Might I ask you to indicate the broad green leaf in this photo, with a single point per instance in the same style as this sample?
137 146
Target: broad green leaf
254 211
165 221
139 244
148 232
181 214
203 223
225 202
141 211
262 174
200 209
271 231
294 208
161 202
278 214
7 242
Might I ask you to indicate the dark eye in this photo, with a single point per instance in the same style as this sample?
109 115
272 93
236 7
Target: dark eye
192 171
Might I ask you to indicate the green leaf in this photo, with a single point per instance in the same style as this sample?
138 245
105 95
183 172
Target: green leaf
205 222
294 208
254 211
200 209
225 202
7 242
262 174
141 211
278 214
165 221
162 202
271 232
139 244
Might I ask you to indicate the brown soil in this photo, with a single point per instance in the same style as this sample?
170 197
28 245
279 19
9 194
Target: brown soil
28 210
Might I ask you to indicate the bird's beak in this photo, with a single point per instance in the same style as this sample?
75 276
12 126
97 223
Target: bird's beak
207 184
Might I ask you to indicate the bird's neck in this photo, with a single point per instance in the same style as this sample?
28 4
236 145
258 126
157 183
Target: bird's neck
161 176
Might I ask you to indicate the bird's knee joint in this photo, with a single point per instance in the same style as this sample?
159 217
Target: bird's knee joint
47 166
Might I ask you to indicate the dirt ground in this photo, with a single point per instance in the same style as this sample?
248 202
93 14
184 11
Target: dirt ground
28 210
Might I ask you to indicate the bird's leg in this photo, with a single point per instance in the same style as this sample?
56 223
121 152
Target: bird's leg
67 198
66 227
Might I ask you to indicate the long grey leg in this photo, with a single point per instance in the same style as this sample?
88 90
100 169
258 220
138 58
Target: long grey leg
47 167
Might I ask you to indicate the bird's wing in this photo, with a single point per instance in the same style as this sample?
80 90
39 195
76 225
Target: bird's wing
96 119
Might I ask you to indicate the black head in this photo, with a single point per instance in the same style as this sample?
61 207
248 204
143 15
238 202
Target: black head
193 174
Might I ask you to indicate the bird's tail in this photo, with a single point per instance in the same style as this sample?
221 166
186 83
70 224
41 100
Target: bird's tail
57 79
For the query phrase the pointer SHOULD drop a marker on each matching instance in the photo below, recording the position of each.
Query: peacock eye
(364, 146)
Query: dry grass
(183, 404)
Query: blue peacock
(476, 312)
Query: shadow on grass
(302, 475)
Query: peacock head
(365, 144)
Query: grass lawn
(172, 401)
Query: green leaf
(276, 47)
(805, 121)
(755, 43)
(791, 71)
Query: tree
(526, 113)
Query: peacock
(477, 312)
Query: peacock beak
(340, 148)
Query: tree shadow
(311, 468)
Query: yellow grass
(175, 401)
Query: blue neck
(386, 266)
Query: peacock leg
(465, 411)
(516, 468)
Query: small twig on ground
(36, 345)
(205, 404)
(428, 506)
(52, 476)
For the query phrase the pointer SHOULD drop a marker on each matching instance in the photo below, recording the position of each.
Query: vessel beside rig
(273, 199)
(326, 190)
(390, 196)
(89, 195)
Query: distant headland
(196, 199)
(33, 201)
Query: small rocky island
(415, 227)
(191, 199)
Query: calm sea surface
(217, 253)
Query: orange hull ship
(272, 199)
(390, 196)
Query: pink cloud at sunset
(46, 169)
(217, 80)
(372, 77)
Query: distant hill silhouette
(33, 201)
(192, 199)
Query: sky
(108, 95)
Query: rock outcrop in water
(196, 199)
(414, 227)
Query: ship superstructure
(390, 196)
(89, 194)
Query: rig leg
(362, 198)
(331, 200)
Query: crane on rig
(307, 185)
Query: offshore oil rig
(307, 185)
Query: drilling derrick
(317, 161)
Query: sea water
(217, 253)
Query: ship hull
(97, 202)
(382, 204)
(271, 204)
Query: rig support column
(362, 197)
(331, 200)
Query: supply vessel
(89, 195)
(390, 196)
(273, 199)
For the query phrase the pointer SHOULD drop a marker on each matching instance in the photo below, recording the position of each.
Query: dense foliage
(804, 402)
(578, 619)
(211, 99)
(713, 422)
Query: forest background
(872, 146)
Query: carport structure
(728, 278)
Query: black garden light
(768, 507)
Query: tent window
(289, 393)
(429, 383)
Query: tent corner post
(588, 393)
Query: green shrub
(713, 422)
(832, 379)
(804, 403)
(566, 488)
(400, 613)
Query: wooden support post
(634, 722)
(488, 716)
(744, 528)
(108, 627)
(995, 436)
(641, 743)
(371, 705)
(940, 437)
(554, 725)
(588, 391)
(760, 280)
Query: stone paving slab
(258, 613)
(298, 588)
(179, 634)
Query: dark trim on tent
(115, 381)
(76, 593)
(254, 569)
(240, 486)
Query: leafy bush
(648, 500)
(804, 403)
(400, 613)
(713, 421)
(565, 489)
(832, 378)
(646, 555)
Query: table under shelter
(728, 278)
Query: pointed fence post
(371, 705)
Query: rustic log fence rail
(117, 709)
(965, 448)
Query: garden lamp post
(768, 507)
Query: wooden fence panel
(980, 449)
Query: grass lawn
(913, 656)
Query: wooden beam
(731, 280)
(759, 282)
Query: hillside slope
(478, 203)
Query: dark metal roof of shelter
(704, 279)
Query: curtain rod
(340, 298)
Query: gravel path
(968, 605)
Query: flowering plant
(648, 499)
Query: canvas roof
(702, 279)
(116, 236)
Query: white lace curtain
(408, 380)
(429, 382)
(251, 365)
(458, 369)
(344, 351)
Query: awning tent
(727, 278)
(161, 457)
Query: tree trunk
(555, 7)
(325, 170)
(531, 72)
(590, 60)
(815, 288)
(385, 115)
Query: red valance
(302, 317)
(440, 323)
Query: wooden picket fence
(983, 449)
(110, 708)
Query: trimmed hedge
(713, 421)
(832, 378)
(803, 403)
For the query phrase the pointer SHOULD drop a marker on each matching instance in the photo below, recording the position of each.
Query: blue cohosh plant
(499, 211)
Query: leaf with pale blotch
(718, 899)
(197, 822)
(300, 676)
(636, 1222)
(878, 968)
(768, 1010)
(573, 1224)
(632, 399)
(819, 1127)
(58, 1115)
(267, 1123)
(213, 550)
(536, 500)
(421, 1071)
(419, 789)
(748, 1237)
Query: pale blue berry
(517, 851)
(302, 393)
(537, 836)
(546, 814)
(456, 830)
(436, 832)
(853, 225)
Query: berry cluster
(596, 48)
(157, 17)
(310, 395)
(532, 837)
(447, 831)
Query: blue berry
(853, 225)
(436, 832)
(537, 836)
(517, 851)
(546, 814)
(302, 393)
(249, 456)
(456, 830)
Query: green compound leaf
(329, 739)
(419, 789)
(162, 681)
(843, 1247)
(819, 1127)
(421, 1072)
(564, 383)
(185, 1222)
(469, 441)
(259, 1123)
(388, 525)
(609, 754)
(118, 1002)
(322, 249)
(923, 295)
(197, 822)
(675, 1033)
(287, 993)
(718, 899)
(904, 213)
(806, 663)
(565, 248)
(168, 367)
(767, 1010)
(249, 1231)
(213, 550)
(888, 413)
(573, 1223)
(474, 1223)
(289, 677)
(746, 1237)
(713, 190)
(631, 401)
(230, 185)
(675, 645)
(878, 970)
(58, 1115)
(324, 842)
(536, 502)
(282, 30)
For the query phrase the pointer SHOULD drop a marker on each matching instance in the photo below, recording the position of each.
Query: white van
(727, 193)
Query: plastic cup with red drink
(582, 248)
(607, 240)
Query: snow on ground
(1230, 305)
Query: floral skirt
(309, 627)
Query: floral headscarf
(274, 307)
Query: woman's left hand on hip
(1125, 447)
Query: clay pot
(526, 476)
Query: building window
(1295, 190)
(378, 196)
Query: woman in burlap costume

= Problem requirements =
Make an exact copy of every line from the one with "Query: curtain rod" to the end of the data, with the first and last of those lines included.

= Result =
Query: curtain rod
(340, 298)
Query: gravel path
(968, 605)
Query: flowering plant
(648, 499)
Query: canvas roof
(702, 279)
(116, 236)
Query: white lace curtain
(408, 380)
(429, 382)
(251, 365)
(458, 369)
(344, 351)
Query: awning tent
(727, 278)
(161, 457)
Query: tree trunk
(555, 7)
(325, 170)
(531, 72)
(590, 60)
(815, 288)
(385, 115)
Query: red valance
(302, 317)
(440, 323)
Query: wooden picket fence
(983, 449)
(110, 708)
Query: trimmed hedge
(713, 421)
(832, 378)
(803, 403)
For the query phrase the pointer SHOULD drop a marker on each matching instance in the photo below, recording the position of each.
Query: blue cohosh plant
(499, 211)
Query: leaf with pale blotch
(718, 899)
(197, 822)
(300, 676)
(636, 1222)
(878, 968)
(768, 1010)
(573, 1224)
(632, 399)
(819, 1127)
(58, 1115)
(267, 1123)
(213, 550)
(536, 500)
(421, 1071)
(419, 789)
(748, 1237)
Query: pale blue berry
(517, 851)
(302, 393)
(537, 836)
(546, 814)
(456, 830)
(436, 832)
(853, 225)
Query: berry cluster
(596, 48)
(157, 17)
(310, 395)
(532, 837)
(447, 831)
Query: blue berry
(853, 225)
(436, 832)
(537, 836)
(517, 851)
(546, 814)
(302, 393)
(249, 456)
(456, 830)
Query: green compound leaf
(329, 739)
(419, 789)
(162, 681)
(843, 1247)
(819, 1127)
(421, 1072)
(564, 383)
(185, 1222)
(469, 441)
(259, 1123)
(388, 525)
(609, 754)
(118, 1002)
(322, 249)
(923, 295)
(197, 822)
(675, 1033)
(287, 993)
(718, 899)
(904, 213)
(806, 663)
(565, 248)
(168, 367)
(767, 1010)
(249, 1231)
(213, 550)
(888, 413)
(573, 1223)
(474, 1223)
(289, 677)
(746, 1237)
(713, 190)
(631, 401)
(230, 185)
(675, 645)
(878, 970)
(58, 1115)
(324, 842)
(536, 502)
(282, 30)
For the query phrase the pointer SHOULD drop a marker on each matching instance in the photo below, recording the position of each.
Query: white van
(727, 193)
Query: plastic cup with red drink
(582, 248)
(607, 240)
Query: snow on ground
(1230, 305)
Query: floral skirt
(309, 627)
Query: floral headscarf
(274, 307)
Query: woman's left hand on hip
(1125, 447)
Query: clay pot
(526, 476)
Query: building window
(1295, 190)
(378, 196)
Query: woman in burlap costume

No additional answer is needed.